Reading text —

Principle of bioinformatic analysis of array output. Analysis of hybridization signal intensity for each SNP probe allows for construction of karyograms. In this example, CNAG v.2 software (www.genome.umin.jp/CNAGtop2.html) was used for analysis: colors result from merging of individual signals grouped based on the topographic distribution throughout the genome and correspond to each of the autosomes and the X-chromosome. The hybridization signal intensity plot results in trace colors oscillating around the diploid signal intensity value. In the example shown, multiple areas of hypoploid signal intensity can be distinguished corresponding to several genomic losses. Zooming in on 2 exemplary chromosomes (5 and X, below the whole genome view) demonstrates the copy number determination plot (red dots symbolize hybridization signals of single SNP probes; blue line represents average copy number) as well as heterozygosity tracing depicted using individual green ticks (which merge when the density of heterozygosity calls is high). Areas of deletion are recognizable by the decrease in the hybridization signal intensity (below the diploid line) and corresponding decrease in the expected density of heterozygosity calls. Of note is that residual heterozygosity calls (here in an example of del5q31) correspond to signals derived from nonclonal cells contaminating the sample.

Figure 5

Examples of types of defects detected by SNP-A. Various types of chromosomal lesions detectable by SNP-A are presented, including microdeletions and microgains, large segmental or numeric gains, losses, and segmental acquired UPD. For demonstration purposes, the somatic nature of an exemplary microdeletion detected in bone marrow is demonstrated by comparison with sorted, nonclonal CD3 cells from the same patient. The karyogram of CD3 cells shows 2 normal chromosomes 7. Below, a similar demonstration is provided for an exemplary UPD with a disparity in the density of heterozygosity calls between clonal bone marrow sample and nonclonal sorted CD3 T cells.

Figure 6

The concepts of sensitivity and resolution in the context of SNP-A–based karyotyping, metaphase cytogenetics, and FISH. (A) Numerically large clones characterized by a chromosomal defect are easily detectable by SNP-A (top portion). The presence of clonal mosaicism may be detected if individual clones reach the detection threshold. Compound defects (bottom portion) cannot be distinguished by SNP-A from clonal mosaicism (middle portion). (B) Comparison of sensitivity (size of the clone) and resolution (size of the lesion) between SNP-A, metaphase cytogenetics, and FISH.

Point localization data —
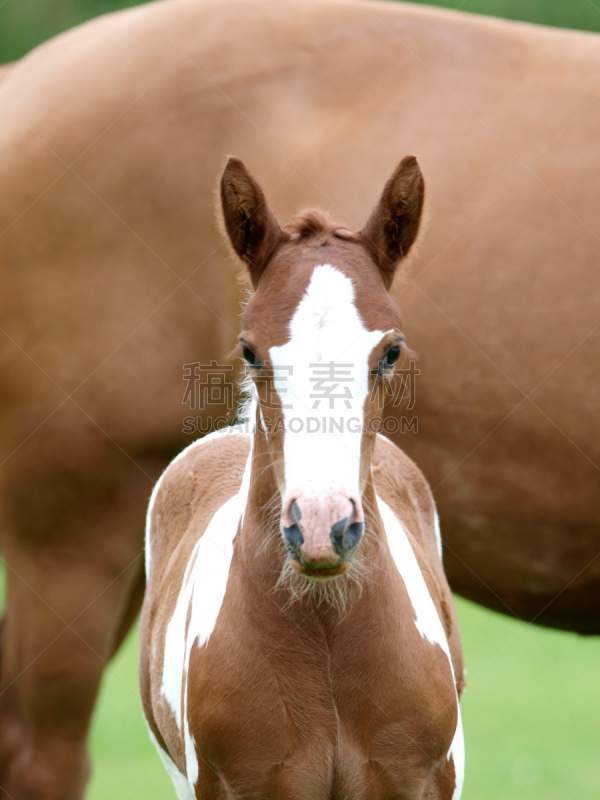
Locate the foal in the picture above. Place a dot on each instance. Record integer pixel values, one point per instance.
(298, 636)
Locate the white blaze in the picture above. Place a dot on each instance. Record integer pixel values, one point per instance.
(322, 378)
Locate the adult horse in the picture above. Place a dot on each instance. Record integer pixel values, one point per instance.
(114, 277)
(253, 687)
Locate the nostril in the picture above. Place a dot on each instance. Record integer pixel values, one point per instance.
(353, 535)
(295, 511)
(338, 531)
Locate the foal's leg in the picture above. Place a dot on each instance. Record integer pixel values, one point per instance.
(72, 544)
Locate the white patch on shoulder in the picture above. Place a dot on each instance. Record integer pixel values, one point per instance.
(438, 532)
(155, 490)
(202, 592)
(182, 787)
(329, 348)
(427, 619)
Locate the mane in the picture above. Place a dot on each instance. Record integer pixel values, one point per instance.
(312, 222)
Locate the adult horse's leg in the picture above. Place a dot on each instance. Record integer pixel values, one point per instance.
(72, 542)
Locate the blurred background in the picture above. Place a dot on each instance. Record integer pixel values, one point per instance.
(532, 707)
(25, 23)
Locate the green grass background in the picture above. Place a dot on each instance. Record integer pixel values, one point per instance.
(25, 23)
(532, 708)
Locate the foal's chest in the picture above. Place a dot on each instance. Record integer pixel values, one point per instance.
(309, 721)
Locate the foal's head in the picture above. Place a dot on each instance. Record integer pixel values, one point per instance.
(319, 335)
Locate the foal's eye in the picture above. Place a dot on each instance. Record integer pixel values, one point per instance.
(392, 355)
(250, 357)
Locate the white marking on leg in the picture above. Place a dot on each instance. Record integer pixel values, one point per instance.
(427, 619)
(203, 588)
(182, 787)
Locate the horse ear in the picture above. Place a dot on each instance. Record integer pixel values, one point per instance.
(393, 226)
(251, 225)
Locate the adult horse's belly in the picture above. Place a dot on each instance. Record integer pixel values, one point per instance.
(502, 302)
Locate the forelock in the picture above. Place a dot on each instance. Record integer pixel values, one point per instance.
(310, 223)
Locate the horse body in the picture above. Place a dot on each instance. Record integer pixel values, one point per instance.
(313, 682)
(293, 698)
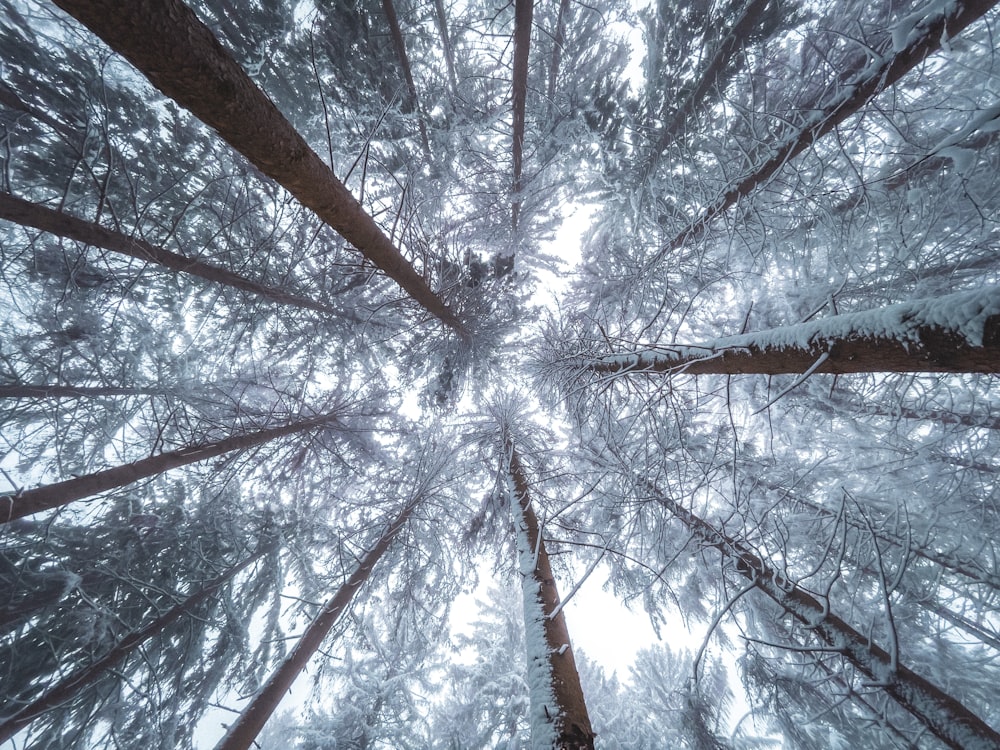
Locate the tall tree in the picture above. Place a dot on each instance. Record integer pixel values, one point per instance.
(49, 496)
(948, 719)
(65, 689)
(559, 710)
(161, 41)
(243, 732)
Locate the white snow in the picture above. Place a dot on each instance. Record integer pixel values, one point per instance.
(965, 313)
(542, 713)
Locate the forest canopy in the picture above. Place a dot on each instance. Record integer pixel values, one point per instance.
(323, 317)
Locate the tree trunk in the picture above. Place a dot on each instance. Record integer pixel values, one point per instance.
(874, 79)
(242, 734)
(955, 333)
(711, 77)
(944, 716)
(399, 45)
(67, 688)
(523, 10)
(63, 225)
(55, 495)
(169, 45)
(567, 712)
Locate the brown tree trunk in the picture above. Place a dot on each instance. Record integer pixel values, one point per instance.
(569, 715)
(711, 77)
(943, 715)
(67, 688)
(875, 79)
(399, 45)
(55, 495)
(169, 45)
(62, 224)
(955, 333)
(241, 734)
(523, 10)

The task —
Continue the figure legends on SNP-array karyotyping, beginning right after their final sentence.

Answer to the problem —
Figure 7

LOH and copy-neutral LOH and their consequences for the pathogenesis of malignant myeloid disorders. SNP-As facilitate detection of LOH. Two types of LOH are depicted using chromosome 7 as an example. SNP karyograms demonstrate monosomy-7 on the right and UPD7q on the left. In the bottom portion, theoretic pathogenetic pathways resulting in LOH due to deletion or UPD are shown. UPD can result in duplication of a somatic activating mutation, acquired homozygosity of a germ line–encoded polymorphism occurring normally in heterozygous form, or duplication of maternal or paternal methylation pattern with either activation or total inactivation of the duplicated allele. In deletion, the remaining allele may harbor a somatic inactivating mutation, leading to hemizygosity of a germ-line polymorphism that carries functional consequences or haploinsufficiency.

Figure 8

SNP-A karyotyping allows both mapping of invariant lesions and improvement of detection rate of cytogenetic abnormalities. (A) Mapping of chromosomal aberrations in myeloid malignancies. Karyograms generated by SNP-A allow for mapping of the location of chromosomal aberrations and delineation of minimal commonly deleted regions (as an example, topography of lesions on chromosome 7 is shown based on the analysis of a cohort of patients with AML and MDS). (B) Summary of the SNP-A karyotyping results. In representative studies of patients, including 78% of MDS, 75% of MPD/MDS, 87% of sAML, 30% of AA (M. Wlodarski, L. Gondek, C. L. O'Keefe, R. Tiu, A. Haddad, A. Risitano, J.P.M., manuscript submitted May 2008), and 56% of primary AML (R. Tiu, C. L. O'Keefe, M. Sekeres, M. A. McDevitt, J. Karp, J.P.M., manuscript submitted June 2008) patients were analyzed using SNP-A, and the rates of detection of chromosomal abnormalities, including UPD, were calculated.